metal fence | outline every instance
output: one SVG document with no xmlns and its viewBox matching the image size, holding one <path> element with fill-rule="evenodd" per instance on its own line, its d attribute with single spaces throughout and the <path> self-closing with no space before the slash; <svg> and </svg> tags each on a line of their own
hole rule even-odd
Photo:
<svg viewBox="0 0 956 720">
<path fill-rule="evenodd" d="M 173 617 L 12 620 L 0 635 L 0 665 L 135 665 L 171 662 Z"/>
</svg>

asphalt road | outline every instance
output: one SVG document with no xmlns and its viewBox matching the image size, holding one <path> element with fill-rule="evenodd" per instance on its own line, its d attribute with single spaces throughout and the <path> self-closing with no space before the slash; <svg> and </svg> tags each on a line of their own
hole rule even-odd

TASK TO CARRY OUT
Could you turn the listing above into a numbered list, leaving out any blank lines?

TASK ANSWER
1. metal fence | outline every instance
2. output: one SVG document with no xmlns and its viewBox matching the image size, holding one <path> element with fill-rule="evenodd" per instance on its own line, its d attribute with single spaces throughout and the <path> self-closing with no space before the slash; <svg> and </svg> tags each on a line of their own
3. hole rule even-odd
4. Photo:
5. <svg viewBox="0 0 956 720">
6. <path fill-rule="evenodd" d="M 173 617 L 12 620 L 0 635 L 0 665 L 135 665 L 171 662 Z"/>
7. </svg>
8. asphalt road | outline every instance
9. output: one SVG document with no xmlns and its viewBox matching the image size, holding one <path> element with fill-rule="evenodd" per instance on its own line, its d attribute with single spaces throughout and the <path> self-closing with no space before the slash; <svg> and </svg> tags each on a line of their own
10. hole rule even-odd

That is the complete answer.